# [EXCERPT PROVIDED]
Of the 758 consultants involved in the study, 90% of participants improved their performance when generative AI assisted them with a creative product innovation task, performing on average 40% better than the control group who didn’t use generative AI.

Those knowledge workers with a higher level of aptitude benefited less, only seeing a 17% improvement in quality on average (compared with 43% for lower-level performers). This shows how generative AI can have a ‘skill levelling’ effect among professionals.

However, when using generative AI for a business problem-solving task – which is deemed to be outside generative AI’s “current frontier of competence” – participants performed 23% worse on average than those not using generative AI.

Tornquist summarised the role that can be played by generative AI along two axes: mastery of generative AI itself, and mastery of the discipline it’s being applied to.

chart showing how mastery of ai and discipline combine as force multiplier

When mastery of generative AI is high but mastery of the discipline is low, genAI can be a ‘skill leveller’.

When mastery of the discipline is high but mastery of generative AI is low, generative AI acts as an assistant. “It’s a compression algorithm for the mundane,” as Tornquist put it.

When both mastery of both generative AI and the discipline are high: that’s when generative AI becomes a ‘force multiplier’.

How can marketers be exceptional in a world of generative AI?

Beyond mastery of generative AI as a tool, what makes an exceptional marketer in an era where the ‘floor’ is raised for everyone?

Tornquist divided capability into three key areas:

  1. Core capability: what are often deemed ‘soft skills’ – critical thinking, curiosity, creativity, mindset, communication
  2. Knowledge: understanding context and the deeper underpinnings of the marketing discipline
  3. Skills: everything from SEO to writing subject lines.

# [DATA SUPPLIED]

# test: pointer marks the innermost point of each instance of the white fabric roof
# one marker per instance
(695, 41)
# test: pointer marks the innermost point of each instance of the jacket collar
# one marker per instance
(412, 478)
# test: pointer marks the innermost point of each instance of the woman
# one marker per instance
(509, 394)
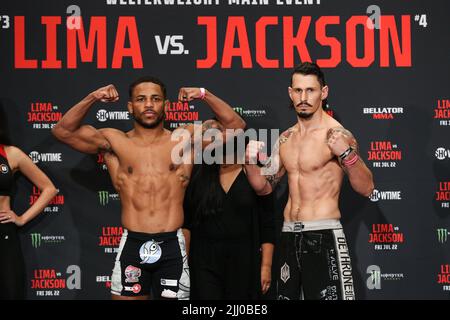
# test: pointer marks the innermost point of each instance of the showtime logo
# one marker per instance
(378, 195)
(37, 239)
(43, 115)
(250, 113)
(379, 113)
(443, 194)
(104, 197)
(375, 277)
(442, 153)
(37, 157)
(104, 115)
(385, 236)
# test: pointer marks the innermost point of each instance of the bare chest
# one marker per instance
(306, 154)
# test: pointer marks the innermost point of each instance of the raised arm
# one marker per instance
(264, 179)
(343, 144)
(224, 113)
(85, 138)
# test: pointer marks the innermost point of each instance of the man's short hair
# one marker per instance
(147, 79)
(307, 68)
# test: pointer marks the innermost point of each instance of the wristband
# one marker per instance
(345, 153)
(202, 93)
(350, 162)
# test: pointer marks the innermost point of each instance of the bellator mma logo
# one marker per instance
(379, 113)
(384, 154)
(385, 236)
(43, 115)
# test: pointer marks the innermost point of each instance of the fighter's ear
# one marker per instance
(324, 93)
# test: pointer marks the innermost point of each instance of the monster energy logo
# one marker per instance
(442, 235)
(103, 197)
(239, 110)
(374, 280)
(35, 240)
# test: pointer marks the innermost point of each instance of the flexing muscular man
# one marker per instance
(316, 153)
(152, 256)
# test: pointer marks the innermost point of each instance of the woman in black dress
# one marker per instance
(231, 234)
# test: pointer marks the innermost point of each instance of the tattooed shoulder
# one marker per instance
(286, 135)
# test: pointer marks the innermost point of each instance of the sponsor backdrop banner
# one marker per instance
(386, 63)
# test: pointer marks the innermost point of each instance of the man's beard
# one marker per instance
(304, 115)
(150, 125)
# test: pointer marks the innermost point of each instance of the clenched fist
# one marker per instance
(106, 94)
(189, 94)
(339, 140)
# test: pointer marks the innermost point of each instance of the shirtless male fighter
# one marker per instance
(316, 153)
(151, 261)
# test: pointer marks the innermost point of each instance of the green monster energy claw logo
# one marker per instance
(442, 235)
(374, 279)
(35, 240)
(103, 197)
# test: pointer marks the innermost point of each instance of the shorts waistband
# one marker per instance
(143, 236)
(300, 226)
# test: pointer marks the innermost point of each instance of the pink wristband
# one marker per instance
(350, 162)
(202, 93)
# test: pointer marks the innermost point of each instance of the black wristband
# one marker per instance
(346, 153)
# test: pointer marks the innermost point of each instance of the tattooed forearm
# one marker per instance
(105, 148)
(273, 180)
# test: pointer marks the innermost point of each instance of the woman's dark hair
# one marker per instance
(204, 195)
(4, 129)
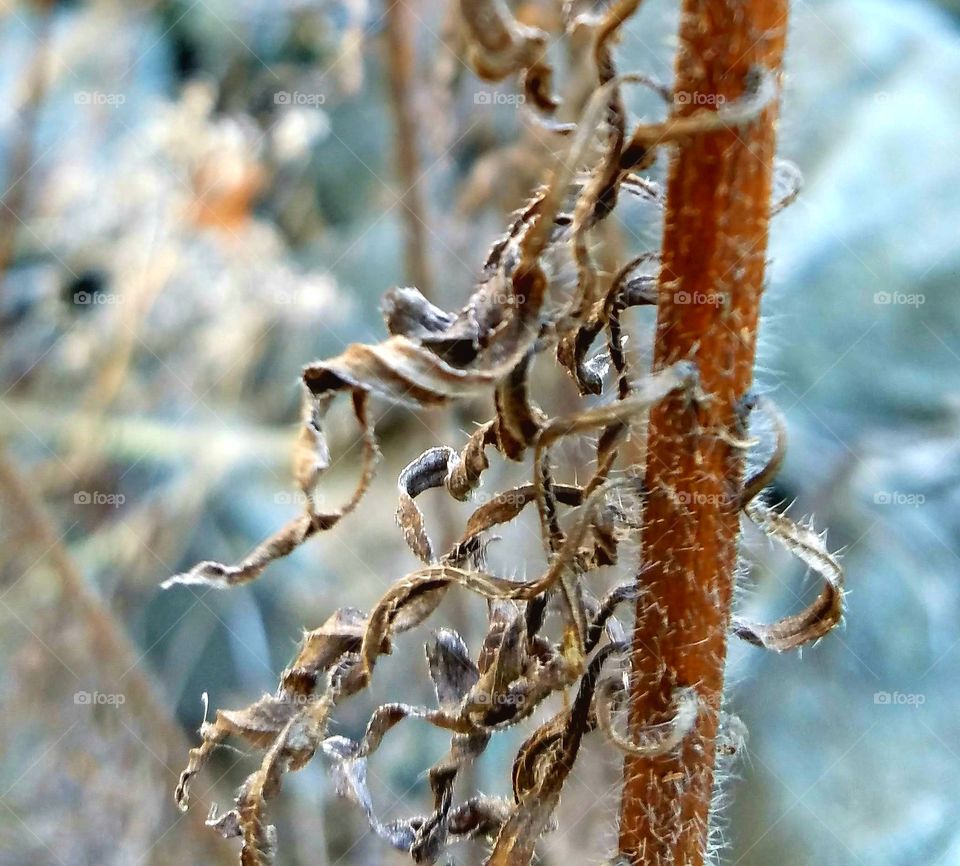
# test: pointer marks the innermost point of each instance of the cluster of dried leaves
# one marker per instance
(522, 308)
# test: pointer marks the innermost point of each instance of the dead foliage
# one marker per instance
(519, 312)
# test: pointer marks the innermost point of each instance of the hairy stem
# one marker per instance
(710, 286)
(400, 62)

# [CHECK YOUR UNDERSTANDING]
1 > From the generative AI passage, copy the text starting at "chart showing how" and ending at "Tornquist put it.".
2 > Answer these questions using the generative AI passage.
(a) How many consultants took part in the study?
(b) On the business problem-solving task, how much worse on average did participants using generative AI perform than those not using it?
(c) What does generative AI become when mastery of both generative AI and the discipline is high?

# [RESULTS FOR EACH TASK]
1 >
chart showing how mastery of ai and discipline combine as force multiplier

When mastery of generative AI is high but mastery of the discipline is low, genAI can be a ‘skill leveller’.

When mastery of the discipline is high but mastery of generative AI is low, generative AI acts as an assistant. “It’s a compression algorithm for the mundane,” as Tornquist put it.

2 >
(a) 758
(b) 23% worse
(c) A 'force multiplier'